▸ **Consigne A**
Peux-tu recopier, parmi les enregistrements, les lignes allant de celle qui contient « Every instance of the path » jusqu'à celle qui contient « <point>445,124</point> », en remplaçant « concrete curb » par « stone curb » sans rien changer d'autre ?
══════
Je vais essayer de faire preuve de ma mesure picarde légendaire et de ne pas utiliser des mots que je pourrais regretter plus tard, on ne sait jamais, si je finis diplomate. Mais le Colombien en voiture, c'est un vrai, mais alors un vrai gros... Hou c'est dur de me retenir, je crois que je vais y aller tant pis... Un vrai gros gros gros...

Non, allez, je mords mon poing et je le mets dans ma poche - essaie tu verras c'est une acrobatie radicale pour se calmer, surtout quand tu as arrêté la GRS en 1990. Je vais juste m'en tenir aux faits pour que tu comprennes à quel point partager la route à Cali demande self control, attention, perspicacité, voire, don de medium.

Pour bien t'expliquer je vais te raconter une histoire. Ici, il y a un système qui s'appelle Pico y placa (que j'ai longtemps appelé "cuicui y plaka" avant de le voir écrit, c'est ça d'apprendre une langue en phonétique). C'est une pratique imposée de circulation alternée pour lutter contre la pollution et les embouteillages. Un jour par semaine, qui dépend de ton numéro de plaque d'immatriculation, tu ne peux pas utiliser ta voiture jusqu'à 10 heures du matin et à partir de 17 heures. Nous, nous sommes 8 et c'était à l'époque le vendredi (ça tourne tous les  6 mois). Or, un lendemain de jeudi bien arrosé (le jour où la Colombie a gagné contre la Cote d'Ivoire, le 19 juin; oui, je sais, j'ai beaucoup changé), je me suis levée passablement fatiguée et j'ai complètement oublié que je ne pouvais pas utiliser ma voiture.
══════
▸ **Consigne B**
D'après le texte sur la conduite à Cali :
(i) Quel est le nom du système de circulation alternée en vigueur à Cali ?
(ii) En quelle année la GRS a-t-elle été arrêtée ?
(iii) À quelle date la Colombie a-t-elle gagné contre la Côte d'Ivoire ?

▸ **Données fournies**
══════
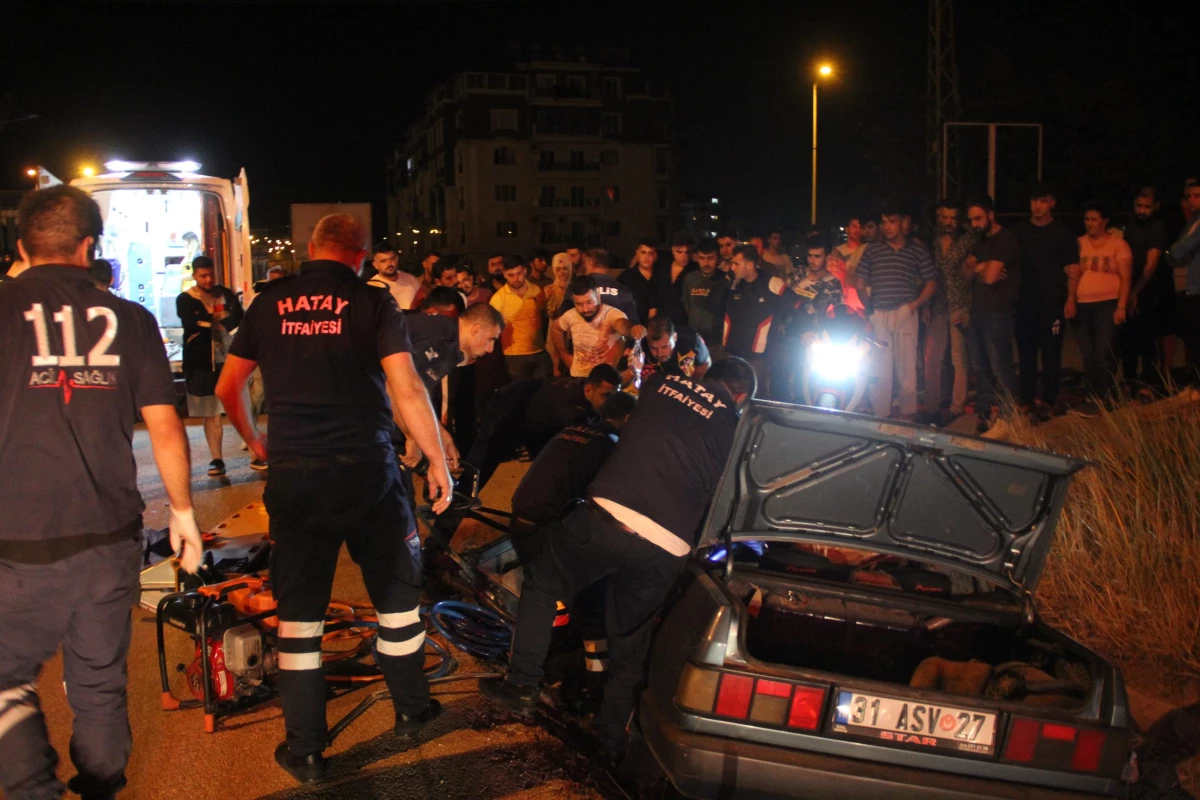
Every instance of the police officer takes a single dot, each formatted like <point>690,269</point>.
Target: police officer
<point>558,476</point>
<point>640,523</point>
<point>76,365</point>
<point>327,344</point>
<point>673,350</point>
══════
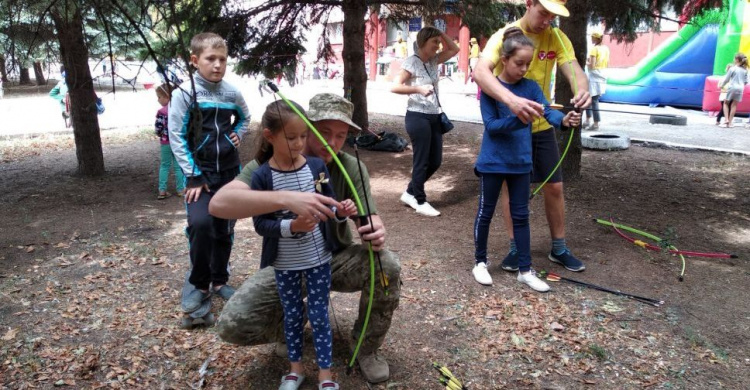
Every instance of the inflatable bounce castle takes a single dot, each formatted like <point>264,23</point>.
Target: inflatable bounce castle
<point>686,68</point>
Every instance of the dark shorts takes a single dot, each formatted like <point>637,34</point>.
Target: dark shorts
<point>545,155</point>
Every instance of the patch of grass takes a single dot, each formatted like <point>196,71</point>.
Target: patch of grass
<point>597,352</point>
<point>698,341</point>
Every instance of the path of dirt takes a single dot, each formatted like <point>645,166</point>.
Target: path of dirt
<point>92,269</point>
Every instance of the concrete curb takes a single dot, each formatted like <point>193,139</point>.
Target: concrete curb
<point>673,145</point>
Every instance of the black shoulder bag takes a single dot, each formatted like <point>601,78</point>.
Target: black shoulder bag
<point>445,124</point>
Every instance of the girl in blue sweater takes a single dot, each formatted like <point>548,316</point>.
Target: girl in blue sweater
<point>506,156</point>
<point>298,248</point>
══════
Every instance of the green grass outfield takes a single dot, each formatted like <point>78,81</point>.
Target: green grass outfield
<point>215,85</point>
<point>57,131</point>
══════
▸ **Réponse attendue A**
Every instance of the path of dirt takes a single dot, each formatted like <point>645,166</point>.
Target: path of dirt
<point>92,269</point>
Every instance of the stone curb takes a single dot, each formatted like <point>193,139</point>.
Target: stone curb
<point>673,145</point>
Every instance of the black shoulder bag takes a single dot, each formatted like <point>601,78</point>.
Target: black shoulder bag
<point>445,124</point>

▸ **Réponse attendue B**
(i) Pico y placa
(ii) En 1990
(iii) Le 19 juin